Trump on Saturday morning wrote on his Truth Social platform that he expects to be arrested Tuesday. At the end of an all-caps post criticizing Bragg and proclaiming his innocence, he wrote: “THE FAR & AWAY LEADING REPUBLICAN CANDIDATE & FORMER PRESIDENT OF THE UNITED STATES OF AMERICA, WILL BE ARRESTED ON TUESDAY OF NEXT WEEK. PROTEST, TAKE OUR NATION BACK!”
Despite Trump’s assertion, the timing remains unclear. A Trump spokesperson subsequently told The New York Times that Trump did not have direct knowledge of an indictment coming Tuesday.
Fox News reported Friday that Manhattan prosecutors had requested a meeting with law enforcement to discuss logistics surrounding the possible indictment of Trump. The former president has around-the-clock Secret Service protection, raising questions about how routine procedures — such as fingerprinting — would work amid a coterie of armed guards and obvious security concerns surrounding an ex-president. Fox News, citing a source, said that Manhattan prosecutors had requested a sit-down Thursday to “discuss logistics for some time next week, which would mean that they are anticipating an indictment next week.”
It is thought that the possible indictment will relate to a $130,000 hush money payment made to porn Actress Stormy Daniels in October 2016. Daniels was poised to go public with her allegation that she and Trump had a sexual encounter some 10 years. Michael Cohen, Trump’s former fixer, made the payment. Cohen pleaded guilty in 2018 to illegally paying off two women “at the direction” of Trump.
While it’s not illegal to pay somebody to keep quiet about something embarrassing, prosecutors could contend that Trump’s repayment of Cohen could involve falsified business records, The New York Times reported. Court documents in Cohen’s federal prosecution, the newspaper noted, said that Trump’s company falsely described the repayments as legal expenses.

▶ Given records:
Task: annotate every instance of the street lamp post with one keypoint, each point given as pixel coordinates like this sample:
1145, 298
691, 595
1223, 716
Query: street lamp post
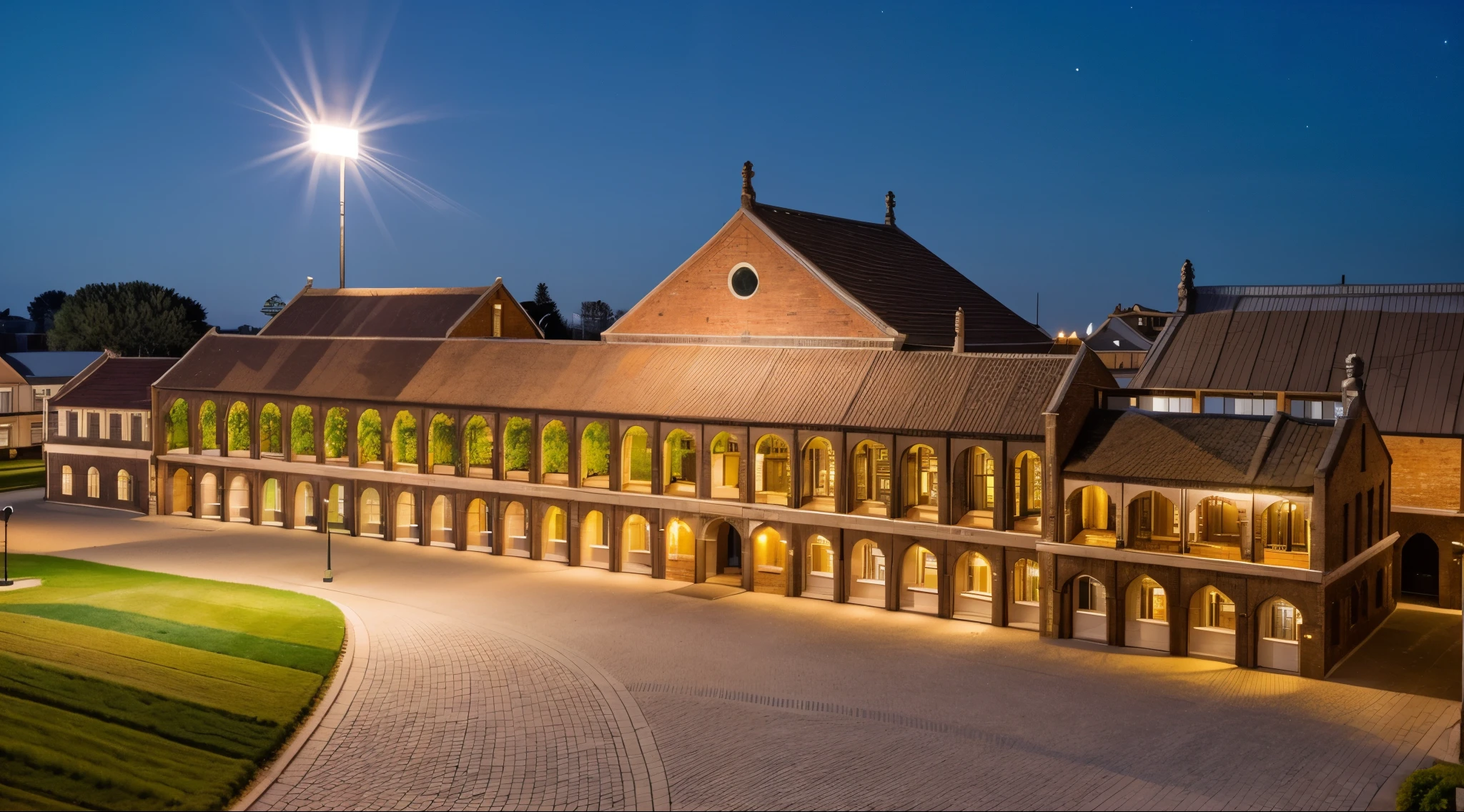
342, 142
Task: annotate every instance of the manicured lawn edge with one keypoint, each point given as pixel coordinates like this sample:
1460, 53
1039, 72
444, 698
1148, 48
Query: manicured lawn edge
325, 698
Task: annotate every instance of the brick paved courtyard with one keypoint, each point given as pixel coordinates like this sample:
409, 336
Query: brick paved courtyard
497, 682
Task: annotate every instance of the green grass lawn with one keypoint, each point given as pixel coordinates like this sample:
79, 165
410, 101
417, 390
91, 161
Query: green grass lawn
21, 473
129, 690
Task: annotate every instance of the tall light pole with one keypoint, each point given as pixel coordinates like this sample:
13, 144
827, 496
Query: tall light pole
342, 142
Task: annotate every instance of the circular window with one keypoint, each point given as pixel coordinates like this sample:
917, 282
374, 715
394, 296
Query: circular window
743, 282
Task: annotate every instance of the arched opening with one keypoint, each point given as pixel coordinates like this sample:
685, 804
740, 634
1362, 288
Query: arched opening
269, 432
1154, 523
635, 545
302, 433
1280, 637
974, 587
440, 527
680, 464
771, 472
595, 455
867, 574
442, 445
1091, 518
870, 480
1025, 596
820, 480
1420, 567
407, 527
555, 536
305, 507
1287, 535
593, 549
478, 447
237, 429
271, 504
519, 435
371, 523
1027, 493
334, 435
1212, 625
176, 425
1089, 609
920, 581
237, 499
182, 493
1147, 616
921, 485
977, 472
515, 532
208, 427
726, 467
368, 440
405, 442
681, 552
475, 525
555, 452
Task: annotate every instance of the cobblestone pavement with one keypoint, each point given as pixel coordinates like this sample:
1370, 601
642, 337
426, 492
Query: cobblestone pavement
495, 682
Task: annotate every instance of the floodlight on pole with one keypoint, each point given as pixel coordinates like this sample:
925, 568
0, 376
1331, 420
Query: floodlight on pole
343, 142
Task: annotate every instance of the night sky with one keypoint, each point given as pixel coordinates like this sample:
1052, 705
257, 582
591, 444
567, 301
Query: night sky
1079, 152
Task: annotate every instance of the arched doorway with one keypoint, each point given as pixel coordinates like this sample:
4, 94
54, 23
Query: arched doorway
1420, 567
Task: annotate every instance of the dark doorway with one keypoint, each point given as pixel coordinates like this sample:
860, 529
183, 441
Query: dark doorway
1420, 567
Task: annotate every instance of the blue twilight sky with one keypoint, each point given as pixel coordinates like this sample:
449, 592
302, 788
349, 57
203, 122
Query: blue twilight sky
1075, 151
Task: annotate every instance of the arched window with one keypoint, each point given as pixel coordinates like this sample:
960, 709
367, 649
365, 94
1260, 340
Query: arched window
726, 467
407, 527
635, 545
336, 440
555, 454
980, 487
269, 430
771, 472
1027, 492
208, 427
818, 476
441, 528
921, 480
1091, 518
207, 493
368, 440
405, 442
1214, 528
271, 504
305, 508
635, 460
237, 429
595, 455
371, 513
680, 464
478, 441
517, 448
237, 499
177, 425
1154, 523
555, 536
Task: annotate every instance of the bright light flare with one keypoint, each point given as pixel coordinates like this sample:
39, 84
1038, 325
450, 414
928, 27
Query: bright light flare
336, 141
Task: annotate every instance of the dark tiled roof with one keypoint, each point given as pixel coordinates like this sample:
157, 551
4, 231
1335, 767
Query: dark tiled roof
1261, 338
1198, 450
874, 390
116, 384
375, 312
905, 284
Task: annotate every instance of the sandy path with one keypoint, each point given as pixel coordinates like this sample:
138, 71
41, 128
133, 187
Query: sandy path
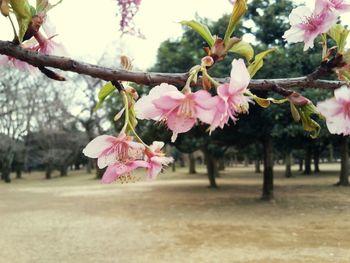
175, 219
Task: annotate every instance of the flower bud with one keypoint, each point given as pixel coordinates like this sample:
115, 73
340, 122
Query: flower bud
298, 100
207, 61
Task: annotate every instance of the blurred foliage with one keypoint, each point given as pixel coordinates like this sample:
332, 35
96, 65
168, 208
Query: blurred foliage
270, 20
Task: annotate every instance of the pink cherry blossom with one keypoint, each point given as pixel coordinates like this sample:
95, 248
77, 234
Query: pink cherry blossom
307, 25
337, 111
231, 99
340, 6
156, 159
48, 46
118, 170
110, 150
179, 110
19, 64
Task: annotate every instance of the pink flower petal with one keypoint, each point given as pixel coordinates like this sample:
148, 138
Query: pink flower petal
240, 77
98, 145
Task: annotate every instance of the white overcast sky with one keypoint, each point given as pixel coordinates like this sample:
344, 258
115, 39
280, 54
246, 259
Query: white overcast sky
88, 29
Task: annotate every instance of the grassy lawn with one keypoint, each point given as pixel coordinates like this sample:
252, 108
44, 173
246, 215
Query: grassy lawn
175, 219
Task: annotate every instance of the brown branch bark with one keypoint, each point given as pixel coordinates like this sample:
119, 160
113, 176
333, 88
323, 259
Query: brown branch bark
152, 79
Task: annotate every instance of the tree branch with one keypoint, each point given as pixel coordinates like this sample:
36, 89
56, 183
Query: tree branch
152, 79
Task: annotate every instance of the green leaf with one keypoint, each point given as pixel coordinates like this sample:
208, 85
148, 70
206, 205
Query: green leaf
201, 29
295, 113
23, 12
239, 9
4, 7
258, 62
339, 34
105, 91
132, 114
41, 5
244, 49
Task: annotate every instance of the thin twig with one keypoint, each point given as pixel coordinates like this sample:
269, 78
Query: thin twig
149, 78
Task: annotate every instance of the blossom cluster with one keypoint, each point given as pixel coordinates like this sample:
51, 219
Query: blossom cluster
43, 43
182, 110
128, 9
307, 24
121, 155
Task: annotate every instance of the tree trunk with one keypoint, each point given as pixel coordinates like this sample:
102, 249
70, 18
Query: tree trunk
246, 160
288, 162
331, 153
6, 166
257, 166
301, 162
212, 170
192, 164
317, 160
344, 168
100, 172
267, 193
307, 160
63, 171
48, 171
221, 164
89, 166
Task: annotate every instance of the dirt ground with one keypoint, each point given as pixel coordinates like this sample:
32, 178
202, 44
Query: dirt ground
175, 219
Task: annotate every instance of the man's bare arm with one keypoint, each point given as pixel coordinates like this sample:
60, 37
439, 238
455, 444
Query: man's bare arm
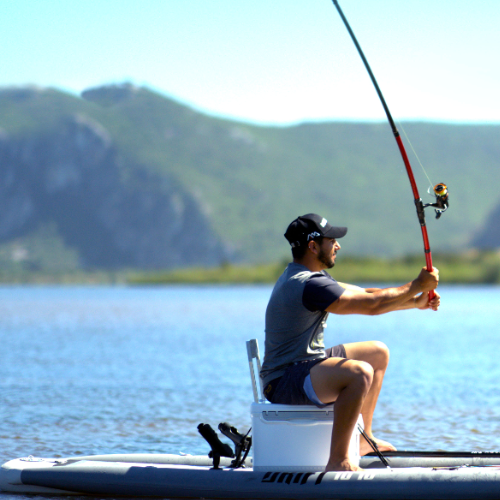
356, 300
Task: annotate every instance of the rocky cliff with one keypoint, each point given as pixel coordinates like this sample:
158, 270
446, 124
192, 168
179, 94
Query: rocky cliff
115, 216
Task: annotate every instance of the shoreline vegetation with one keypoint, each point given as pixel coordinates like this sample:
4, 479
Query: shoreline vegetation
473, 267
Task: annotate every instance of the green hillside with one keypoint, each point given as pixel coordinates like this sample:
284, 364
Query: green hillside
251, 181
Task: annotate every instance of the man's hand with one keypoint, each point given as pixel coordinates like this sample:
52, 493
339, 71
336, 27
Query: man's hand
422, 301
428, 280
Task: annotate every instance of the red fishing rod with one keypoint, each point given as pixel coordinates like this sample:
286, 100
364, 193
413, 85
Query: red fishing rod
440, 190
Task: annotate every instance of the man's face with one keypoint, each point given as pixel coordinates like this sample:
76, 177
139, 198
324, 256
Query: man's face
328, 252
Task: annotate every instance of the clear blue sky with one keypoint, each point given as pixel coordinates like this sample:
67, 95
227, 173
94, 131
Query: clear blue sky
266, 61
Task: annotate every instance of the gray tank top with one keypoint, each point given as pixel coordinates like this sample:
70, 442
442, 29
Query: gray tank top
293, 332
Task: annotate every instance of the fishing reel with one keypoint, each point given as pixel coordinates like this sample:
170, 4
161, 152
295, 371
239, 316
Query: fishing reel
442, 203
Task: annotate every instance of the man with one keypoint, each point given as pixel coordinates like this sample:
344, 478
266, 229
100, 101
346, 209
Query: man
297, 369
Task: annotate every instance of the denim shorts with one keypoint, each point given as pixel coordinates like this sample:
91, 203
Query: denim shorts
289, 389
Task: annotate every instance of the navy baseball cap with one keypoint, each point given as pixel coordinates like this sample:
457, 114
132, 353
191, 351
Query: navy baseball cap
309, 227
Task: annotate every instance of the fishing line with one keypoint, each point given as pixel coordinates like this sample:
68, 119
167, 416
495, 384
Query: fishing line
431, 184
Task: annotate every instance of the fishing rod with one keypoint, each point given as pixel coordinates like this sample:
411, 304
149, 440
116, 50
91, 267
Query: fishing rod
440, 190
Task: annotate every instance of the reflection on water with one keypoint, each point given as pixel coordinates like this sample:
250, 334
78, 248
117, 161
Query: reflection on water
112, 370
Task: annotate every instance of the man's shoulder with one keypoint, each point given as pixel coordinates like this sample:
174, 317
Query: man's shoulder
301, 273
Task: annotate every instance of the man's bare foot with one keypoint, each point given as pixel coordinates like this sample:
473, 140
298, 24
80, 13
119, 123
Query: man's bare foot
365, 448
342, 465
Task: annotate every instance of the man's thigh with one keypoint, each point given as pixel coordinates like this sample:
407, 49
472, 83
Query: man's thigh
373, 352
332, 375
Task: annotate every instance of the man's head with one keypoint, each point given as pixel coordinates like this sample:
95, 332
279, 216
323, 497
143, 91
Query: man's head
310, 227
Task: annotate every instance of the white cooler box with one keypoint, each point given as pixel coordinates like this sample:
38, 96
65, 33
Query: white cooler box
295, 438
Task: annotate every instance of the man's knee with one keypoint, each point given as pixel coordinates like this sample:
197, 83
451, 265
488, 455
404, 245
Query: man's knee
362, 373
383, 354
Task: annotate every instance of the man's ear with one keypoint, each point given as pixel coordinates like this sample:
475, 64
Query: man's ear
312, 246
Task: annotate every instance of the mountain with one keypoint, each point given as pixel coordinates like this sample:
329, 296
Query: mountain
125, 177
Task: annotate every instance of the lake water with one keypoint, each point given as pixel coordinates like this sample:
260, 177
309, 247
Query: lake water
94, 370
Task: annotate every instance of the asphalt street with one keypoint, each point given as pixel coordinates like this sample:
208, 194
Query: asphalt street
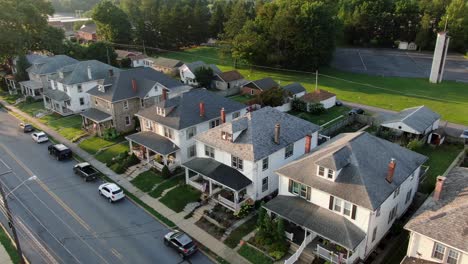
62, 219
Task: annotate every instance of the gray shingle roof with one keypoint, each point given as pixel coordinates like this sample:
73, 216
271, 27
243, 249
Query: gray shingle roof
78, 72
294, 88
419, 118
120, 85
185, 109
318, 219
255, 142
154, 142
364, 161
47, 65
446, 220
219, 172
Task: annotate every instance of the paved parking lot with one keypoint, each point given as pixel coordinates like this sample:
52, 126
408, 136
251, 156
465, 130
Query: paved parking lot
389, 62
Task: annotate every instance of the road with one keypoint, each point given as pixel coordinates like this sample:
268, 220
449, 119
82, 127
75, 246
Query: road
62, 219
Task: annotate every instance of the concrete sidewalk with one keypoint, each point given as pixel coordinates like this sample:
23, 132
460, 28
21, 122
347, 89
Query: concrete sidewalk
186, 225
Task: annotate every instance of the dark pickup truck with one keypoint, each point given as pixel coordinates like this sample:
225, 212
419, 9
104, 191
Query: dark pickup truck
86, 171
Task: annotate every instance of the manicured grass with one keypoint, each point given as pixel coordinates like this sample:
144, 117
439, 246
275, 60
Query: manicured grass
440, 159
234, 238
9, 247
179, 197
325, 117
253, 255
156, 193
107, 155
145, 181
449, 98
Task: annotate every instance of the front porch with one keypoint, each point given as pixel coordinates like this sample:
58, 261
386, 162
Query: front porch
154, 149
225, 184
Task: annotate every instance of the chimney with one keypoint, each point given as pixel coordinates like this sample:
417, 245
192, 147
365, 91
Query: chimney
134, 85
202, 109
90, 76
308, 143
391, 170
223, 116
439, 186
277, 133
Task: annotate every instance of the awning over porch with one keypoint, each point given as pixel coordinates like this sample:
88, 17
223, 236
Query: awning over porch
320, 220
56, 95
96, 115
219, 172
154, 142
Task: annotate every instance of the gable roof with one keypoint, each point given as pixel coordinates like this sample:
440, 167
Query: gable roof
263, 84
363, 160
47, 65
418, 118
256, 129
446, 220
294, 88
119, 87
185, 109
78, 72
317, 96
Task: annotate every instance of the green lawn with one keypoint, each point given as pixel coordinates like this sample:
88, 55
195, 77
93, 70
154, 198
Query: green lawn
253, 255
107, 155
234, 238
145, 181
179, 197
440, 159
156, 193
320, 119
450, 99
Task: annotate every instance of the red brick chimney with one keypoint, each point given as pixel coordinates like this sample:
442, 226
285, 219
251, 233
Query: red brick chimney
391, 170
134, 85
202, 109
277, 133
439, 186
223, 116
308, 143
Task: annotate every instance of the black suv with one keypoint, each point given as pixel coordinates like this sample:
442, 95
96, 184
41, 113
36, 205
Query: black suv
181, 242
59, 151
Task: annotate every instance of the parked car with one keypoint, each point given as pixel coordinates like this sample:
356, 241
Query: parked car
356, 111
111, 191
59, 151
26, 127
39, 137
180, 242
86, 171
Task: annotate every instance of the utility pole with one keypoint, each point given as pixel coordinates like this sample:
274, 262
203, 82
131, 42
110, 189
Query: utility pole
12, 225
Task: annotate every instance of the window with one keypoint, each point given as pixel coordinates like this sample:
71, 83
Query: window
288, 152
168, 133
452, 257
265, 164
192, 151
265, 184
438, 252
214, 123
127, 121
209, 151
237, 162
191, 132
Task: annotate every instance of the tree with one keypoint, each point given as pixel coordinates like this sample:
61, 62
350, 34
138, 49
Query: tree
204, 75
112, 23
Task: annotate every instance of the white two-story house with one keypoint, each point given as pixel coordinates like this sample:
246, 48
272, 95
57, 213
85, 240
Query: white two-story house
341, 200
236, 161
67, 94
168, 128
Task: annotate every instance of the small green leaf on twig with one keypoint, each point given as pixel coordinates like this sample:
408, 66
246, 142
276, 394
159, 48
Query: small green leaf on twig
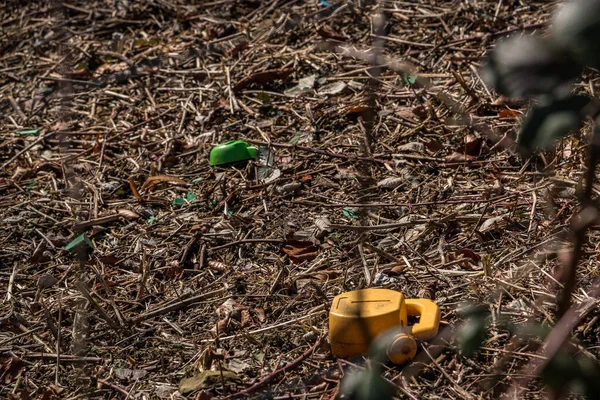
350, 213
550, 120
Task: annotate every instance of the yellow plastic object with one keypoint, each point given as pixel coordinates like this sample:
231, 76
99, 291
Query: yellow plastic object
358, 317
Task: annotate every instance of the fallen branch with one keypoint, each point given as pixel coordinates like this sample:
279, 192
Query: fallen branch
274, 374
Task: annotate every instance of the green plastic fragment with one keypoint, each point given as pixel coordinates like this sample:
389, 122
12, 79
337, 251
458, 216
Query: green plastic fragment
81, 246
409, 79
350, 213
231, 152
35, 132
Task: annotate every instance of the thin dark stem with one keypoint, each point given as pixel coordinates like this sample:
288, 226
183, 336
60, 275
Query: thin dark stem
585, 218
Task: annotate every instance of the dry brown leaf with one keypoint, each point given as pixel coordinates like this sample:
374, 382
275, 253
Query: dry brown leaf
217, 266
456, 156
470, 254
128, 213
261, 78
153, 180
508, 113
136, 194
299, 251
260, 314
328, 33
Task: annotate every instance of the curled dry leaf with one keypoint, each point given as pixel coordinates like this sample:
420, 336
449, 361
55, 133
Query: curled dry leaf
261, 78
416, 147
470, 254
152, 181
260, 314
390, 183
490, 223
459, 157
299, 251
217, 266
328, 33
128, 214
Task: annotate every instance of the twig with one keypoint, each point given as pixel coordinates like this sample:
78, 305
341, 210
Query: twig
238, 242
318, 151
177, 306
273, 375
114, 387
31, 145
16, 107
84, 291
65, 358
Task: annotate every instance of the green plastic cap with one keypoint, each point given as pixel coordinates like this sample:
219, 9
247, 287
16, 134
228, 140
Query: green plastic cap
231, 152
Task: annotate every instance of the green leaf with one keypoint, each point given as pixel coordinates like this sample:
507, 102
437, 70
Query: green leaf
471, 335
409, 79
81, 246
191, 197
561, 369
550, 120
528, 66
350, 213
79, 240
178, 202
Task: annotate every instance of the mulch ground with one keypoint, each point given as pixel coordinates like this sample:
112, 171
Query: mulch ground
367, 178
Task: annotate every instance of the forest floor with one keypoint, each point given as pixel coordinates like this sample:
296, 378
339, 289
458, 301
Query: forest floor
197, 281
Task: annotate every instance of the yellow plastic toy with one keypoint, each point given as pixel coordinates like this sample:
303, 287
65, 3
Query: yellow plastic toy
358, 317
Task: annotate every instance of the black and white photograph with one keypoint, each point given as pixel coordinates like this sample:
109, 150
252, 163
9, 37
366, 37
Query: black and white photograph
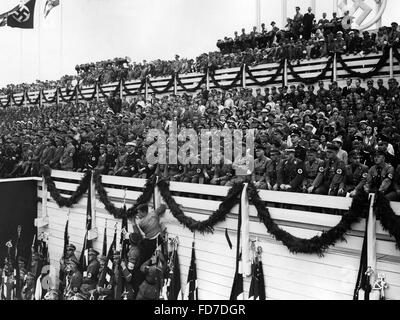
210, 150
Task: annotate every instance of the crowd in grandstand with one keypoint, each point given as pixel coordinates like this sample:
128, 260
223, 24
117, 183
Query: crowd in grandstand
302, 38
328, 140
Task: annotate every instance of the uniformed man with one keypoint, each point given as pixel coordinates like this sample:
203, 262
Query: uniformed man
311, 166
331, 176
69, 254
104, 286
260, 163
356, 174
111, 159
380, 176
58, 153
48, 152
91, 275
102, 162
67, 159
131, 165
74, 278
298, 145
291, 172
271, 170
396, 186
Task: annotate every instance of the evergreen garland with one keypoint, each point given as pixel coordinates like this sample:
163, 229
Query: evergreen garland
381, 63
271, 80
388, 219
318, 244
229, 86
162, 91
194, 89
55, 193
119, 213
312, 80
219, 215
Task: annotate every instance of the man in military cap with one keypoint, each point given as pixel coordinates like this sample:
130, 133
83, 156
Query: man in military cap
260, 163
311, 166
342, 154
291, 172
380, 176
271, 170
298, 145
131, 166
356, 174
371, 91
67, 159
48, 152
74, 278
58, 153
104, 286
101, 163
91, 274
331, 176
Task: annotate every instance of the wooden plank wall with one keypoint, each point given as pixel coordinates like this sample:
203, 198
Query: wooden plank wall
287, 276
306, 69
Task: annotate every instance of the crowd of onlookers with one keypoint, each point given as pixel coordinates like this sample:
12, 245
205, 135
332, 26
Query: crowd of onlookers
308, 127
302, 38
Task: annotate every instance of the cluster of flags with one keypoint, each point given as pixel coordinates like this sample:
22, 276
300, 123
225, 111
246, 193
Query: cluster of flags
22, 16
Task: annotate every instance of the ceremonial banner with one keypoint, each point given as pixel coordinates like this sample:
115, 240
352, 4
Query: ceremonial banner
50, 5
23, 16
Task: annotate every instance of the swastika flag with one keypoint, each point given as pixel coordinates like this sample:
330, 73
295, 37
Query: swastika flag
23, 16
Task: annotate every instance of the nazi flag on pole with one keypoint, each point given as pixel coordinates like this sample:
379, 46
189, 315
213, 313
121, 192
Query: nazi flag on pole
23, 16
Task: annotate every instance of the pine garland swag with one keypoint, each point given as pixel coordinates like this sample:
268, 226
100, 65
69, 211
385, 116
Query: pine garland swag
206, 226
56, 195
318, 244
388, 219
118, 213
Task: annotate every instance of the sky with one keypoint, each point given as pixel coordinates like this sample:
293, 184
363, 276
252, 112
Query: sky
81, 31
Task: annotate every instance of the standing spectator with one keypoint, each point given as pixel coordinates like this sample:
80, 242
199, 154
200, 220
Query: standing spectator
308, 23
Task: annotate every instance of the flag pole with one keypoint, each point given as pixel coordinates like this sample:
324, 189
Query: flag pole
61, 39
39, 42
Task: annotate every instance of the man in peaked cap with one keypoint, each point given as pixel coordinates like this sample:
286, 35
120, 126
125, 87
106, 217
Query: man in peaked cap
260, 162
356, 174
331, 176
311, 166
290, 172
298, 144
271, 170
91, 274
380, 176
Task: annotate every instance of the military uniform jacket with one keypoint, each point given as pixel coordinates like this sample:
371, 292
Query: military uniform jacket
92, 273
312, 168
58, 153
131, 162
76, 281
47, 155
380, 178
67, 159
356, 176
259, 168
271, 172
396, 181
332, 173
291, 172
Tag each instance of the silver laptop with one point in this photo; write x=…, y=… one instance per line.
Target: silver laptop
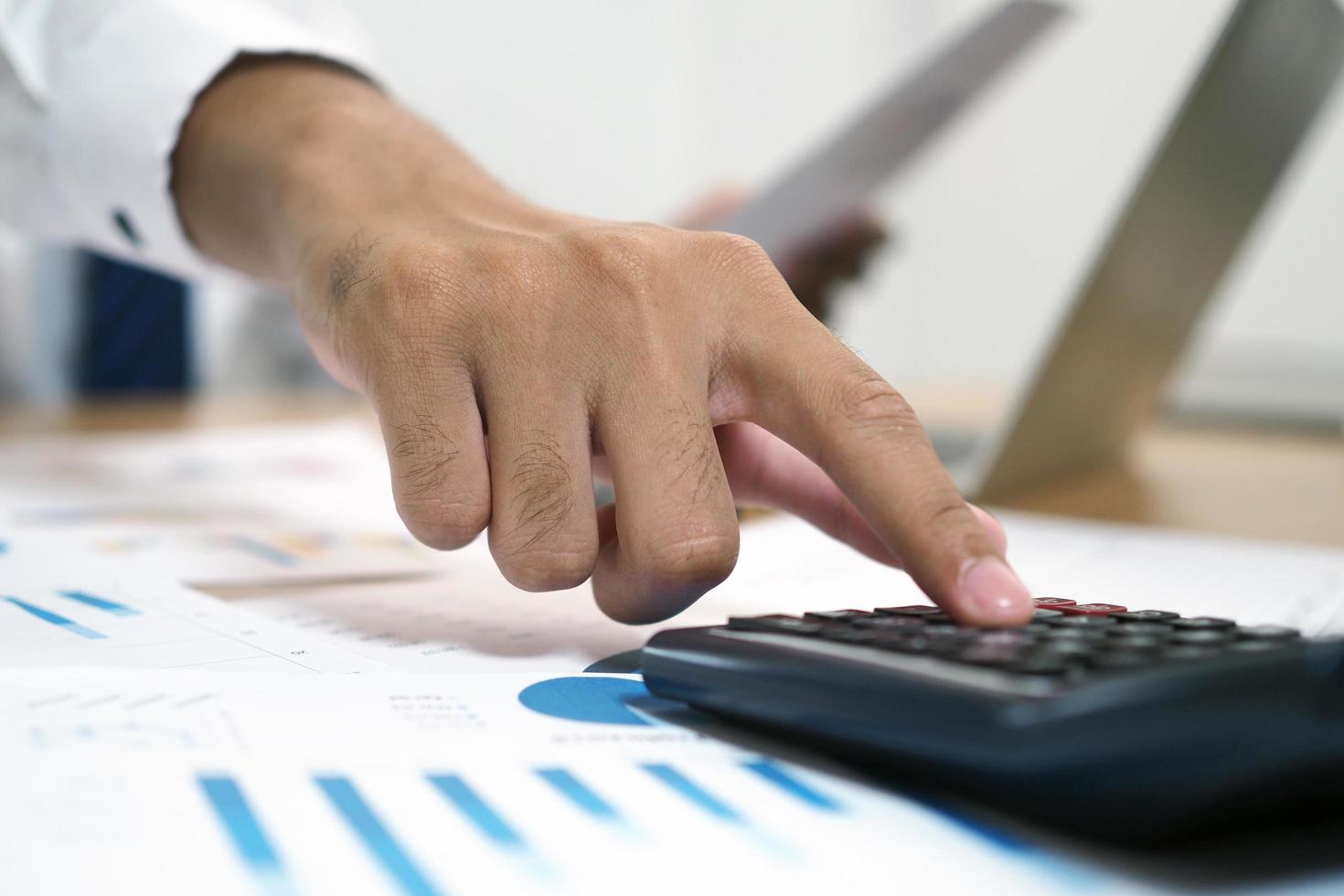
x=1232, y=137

▶ To do: According to the news report, how large was the hush money payment made to Stormy Daniels? The listing is not needed for what comes next.

▶ Problem solution: $130,000